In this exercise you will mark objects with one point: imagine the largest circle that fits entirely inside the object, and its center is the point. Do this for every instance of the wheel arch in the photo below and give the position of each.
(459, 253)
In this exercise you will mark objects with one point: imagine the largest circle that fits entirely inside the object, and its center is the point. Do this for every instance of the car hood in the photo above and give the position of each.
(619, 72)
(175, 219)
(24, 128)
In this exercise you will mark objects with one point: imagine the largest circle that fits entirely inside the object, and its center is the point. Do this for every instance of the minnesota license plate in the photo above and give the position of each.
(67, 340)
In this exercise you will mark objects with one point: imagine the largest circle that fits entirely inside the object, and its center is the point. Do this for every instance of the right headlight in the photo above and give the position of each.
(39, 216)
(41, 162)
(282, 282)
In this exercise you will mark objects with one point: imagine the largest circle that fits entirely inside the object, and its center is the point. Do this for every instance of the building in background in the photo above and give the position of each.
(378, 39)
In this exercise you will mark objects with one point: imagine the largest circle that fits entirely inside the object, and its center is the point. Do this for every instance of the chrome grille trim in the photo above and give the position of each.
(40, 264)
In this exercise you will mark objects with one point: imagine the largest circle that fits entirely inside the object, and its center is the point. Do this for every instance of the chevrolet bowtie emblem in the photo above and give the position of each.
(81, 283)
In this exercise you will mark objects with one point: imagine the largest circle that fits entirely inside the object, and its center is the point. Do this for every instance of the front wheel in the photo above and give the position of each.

- **WHAT THE TASK REQUIRES**
Reproduce the stretch from the line containing "of the chrome" through the end of the items, requests included, with every coordinate in the answers multiplied by 1.95 and rounded to a whole number, halves rounding up.

- **OUTPUT BELOW**
In this exercise you will mark objects with one point: imagine the largest circle that fits entirely inside the object, and its center is the point. Do this for every instance of the chrome grille trim in the photo above and give the position of each.
(78, 515)
In this exercise you will mark objects with one point: imagine the largest circle that fits entirely inside the object, and its center is the point. Do this for every instance of the chevrolet bowtie emblem in the photo above and give the position of each.
(158, 552)
In this exercise you will mark objects with one point: imagine the largest circle that fits entirely inside the object, and its center is the point. Do this for every instance of the front wheel in the photo above and give the position of each.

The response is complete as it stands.